Excerpts from a dataset:
- - - - - - -

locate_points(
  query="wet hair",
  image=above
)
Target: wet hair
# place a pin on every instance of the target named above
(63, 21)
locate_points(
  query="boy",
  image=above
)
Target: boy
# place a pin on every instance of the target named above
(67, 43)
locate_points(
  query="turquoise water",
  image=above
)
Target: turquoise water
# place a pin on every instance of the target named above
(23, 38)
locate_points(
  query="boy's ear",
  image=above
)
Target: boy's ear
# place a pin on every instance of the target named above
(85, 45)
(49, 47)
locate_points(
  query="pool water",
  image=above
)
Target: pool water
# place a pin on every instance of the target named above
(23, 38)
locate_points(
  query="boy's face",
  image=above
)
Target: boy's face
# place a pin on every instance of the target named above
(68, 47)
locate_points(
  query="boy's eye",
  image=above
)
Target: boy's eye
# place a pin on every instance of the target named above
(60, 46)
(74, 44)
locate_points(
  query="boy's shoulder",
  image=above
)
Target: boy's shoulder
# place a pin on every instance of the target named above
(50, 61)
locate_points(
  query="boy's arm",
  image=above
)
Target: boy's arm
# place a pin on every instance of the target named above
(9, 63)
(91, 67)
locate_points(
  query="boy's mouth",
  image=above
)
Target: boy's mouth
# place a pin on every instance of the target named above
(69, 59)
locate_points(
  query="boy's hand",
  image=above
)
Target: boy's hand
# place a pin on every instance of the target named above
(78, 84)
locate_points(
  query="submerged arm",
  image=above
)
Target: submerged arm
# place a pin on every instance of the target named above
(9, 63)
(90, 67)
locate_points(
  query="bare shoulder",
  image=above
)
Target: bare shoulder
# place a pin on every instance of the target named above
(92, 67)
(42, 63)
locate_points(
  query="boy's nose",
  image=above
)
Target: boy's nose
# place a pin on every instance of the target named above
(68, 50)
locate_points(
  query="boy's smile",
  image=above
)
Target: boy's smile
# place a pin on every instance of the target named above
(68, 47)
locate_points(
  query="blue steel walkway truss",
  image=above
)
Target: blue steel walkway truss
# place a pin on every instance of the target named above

- - - - - - -

■ DIRECTIONS ■
Filter the lines above so that only those with the string "water" remain, then copy them.

■ EXERCISE ANSWER ■
  query="turquoise water",
Target: turquoise water
  query="pool water",
Target: pool water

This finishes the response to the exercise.